- _Problem_:
Present the lines below as a Markdown table with a Row column for the row number and a Text column for the line, skipping any blank lines. Leave the pictures out of the table.

- _Record set_:
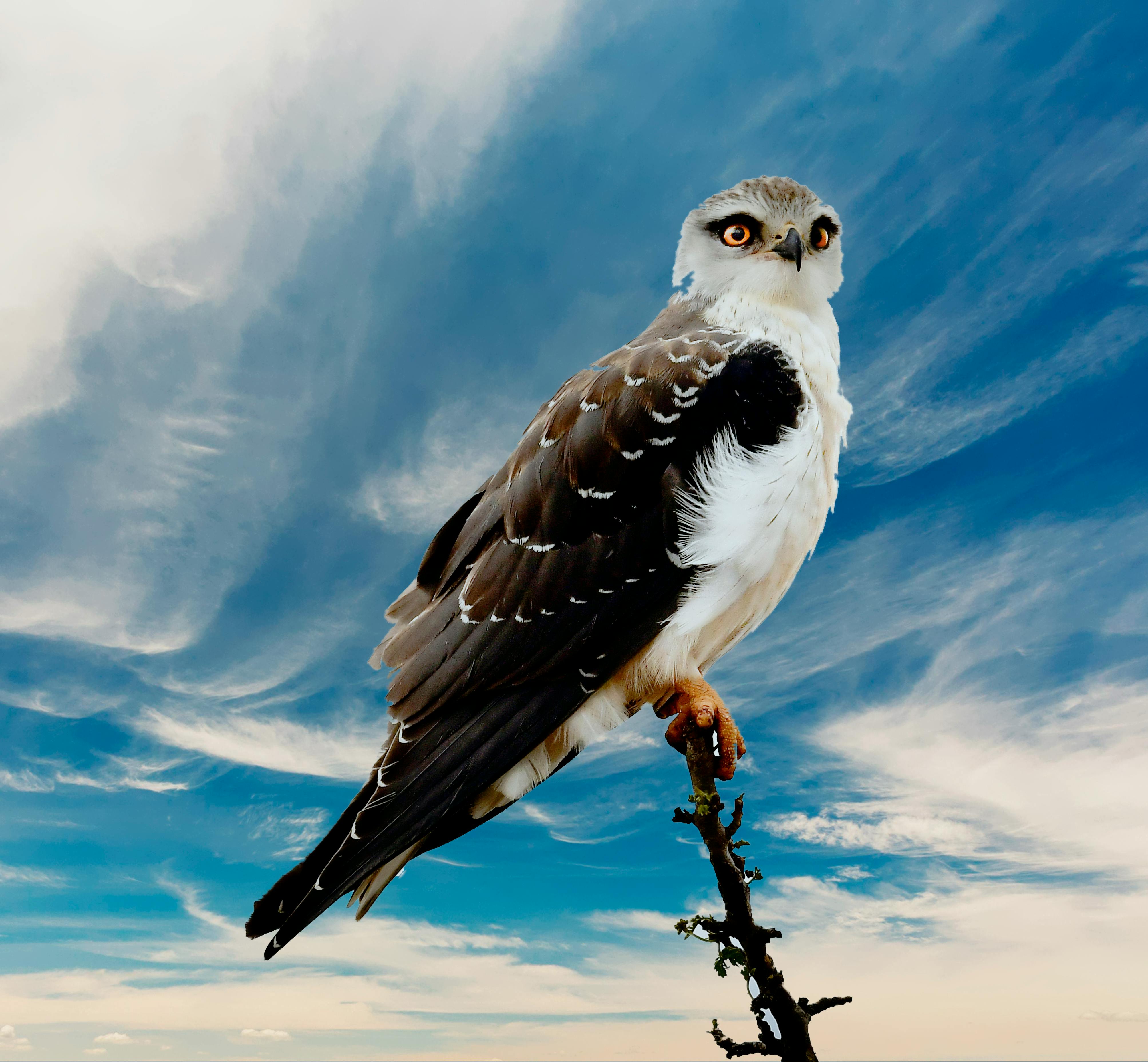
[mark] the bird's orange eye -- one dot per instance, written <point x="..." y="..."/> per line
<point x="736" y="236"/>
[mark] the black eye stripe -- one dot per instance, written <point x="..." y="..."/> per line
<point x="750" y="224"/>
<point x="827" y="223"/>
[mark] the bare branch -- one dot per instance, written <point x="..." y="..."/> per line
<point x="741" y="942"/>
<point x="824" y="1004"/>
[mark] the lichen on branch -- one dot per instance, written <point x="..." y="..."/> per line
<point x="740" y="941"/>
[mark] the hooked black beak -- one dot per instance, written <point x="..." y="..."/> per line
<point x="790" y="248"/>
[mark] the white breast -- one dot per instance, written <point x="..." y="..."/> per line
<point x="758" y="514"/>
<point x="757" y="518"/>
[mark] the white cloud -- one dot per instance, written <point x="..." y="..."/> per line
<point x="118" y="773"/>
<point x="167" y="183"/>
<point x="337" y="751"/>
<point x="883" y="834"/>
<point x="462" y="445"/>
<point x="26" y="782"/>
<point x="265" y="1035"/>
<point x="199" y="192"/>
<point x="295" y="831"/>
<point x="11" y="1042"/>
<point x="986" y="941"/>
<point x="1059" y="787"/>
<point x="570" y="826"/>
<point x="29" y="876"/>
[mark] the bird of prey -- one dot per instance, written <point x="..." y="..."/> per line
<point x="654" y="514"/>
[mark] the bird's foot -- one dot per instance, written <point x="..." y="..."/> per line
<point x="694" y="701"/>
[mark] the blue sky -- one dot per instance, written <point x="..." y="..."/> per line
<point x="284" y="283"/>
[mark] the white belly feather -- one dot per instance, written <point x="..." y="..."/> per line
<point x="757" y="517"/>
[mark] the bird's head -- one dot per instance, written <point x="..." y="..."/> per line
<point x="767" y="238"/>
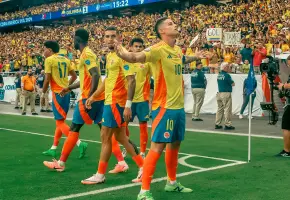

- _Right answer_:
| Row | Text |
|---|---|
| 1 | [mark] the bird's orange eye -- one dot per instance, written <point x="..." y="..."/> per line |
| 2 | <point x="736" y="236"/> |
| 3 | [mark] the black eye stripe -- one dot per instance, written <point x="..." y="..."/> per line |
| 4 | <point x="750" y="224"/> |
| 5 | <point x="827" y="223"/> |
| 6 | [mark] the bare branch -- one dot per instance, written <point x="..." y="..."/> per line |
| 7 | <point x="741" y="942"/> |
| 8 | <point x="824" y="1004"/> |
| 9 | [mark] the lichen on branch -- one dot per instance, written <point x="..." y="..."/> per line |
| 10 | <point x="740" y="941"/> |
| 11 | [mark] the hooked black beak -- one dot per instance, written <point x="..." y="..."/> per line |
| 12 | <point x="790" y="248"/> |
| 13 | [mark] the white breast -- one dot per instance, written <point x="..." y="..."/> per line |
| 14 | <point x="758" y="514"/> |
| 15 | <point x="757" y="518"/> |
| 16 | [mark] the white cloud -- one dot per instance, written <point x="..." y="..."/> per line |
| 17 | <point x="118" y="773"/> |
| 18 | <point x="167" y="183"/> |
| 19 | <point x="337" y="751"/> |
| 20 | <point x="883" y="834"/> |
| 21 | <point x="462" y="445"/> |
| 22 | <point x="26" y="782"/> |
| 23 | <point x="265" y="1035"/> |
| 24 | <point x="199" y="192"/> |
| 25 | <point x="295" y="831"/> |
| 26 | <point x="11" y="1042"/> |
| 27 | <point x="986" y="941"/> |
| 28 | <point x="1059" y="787"/> |
| 29 | <point x="570" y="826"/> |
| 30 | <point x="29" y="876"/> |
| 31 | [mark] the bird of prey -- one dot per instance, written <point x="..." y="..."/> per line |
| 32 | <point x="654" y="514"/> |
| 33 | [mark] the bird's foot -- one dot per instance, written <point x="..." y="..."/> per line |
| 34 | <point x="694" y="701"/> |
| 35 | [mark] the blue sky -- one dot per instance, written <point x="..." y="..."/> per line |
| 36 | <point x="284" y="283"/> |
| 37 | [mark] the white belly feather -- one dot per instance, written <point x="..." y="..."/> per line |
| 38 | <point x="757" y="517"/> |
| 39 | [mark] the bird's head -- one dot per instance, written <point x="..." y="..."/> per line |
| 40 | <point x="767" y="238"/> |